§ DIRECTIONS FOR THIS TASK
Transcribe the entries below exactly.

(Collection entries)
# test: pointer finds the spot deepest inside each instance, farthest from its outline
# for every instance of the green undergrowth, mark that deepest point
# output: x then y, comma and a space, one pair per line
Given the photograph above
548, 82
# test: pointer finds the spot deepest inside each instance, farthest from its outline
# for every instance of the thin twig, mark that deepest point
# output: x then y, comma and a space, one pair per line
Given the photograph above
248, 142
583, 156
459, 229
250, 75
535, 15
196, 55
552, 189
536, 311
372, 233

§ WORKED SOLUTION
# test: pointer finds the spot deepest inside each instance, farthest from its outline
# for every instance of the green undergrowth, mark that deepest point
# output: x then y, comma and a space, one pair per line
Given the photograph above
548, 82
# test: pointer finds the spot deepest inside each instance, farthest from its outline
# for every instance of the thin twig, mark that deepest point
# output: x then y, comma and a space, one pair per line
Given the photograph above
248, 142
583, 156
459, 229
250, 75
535, 15
196, 55
552, 189
536, 311
372, 233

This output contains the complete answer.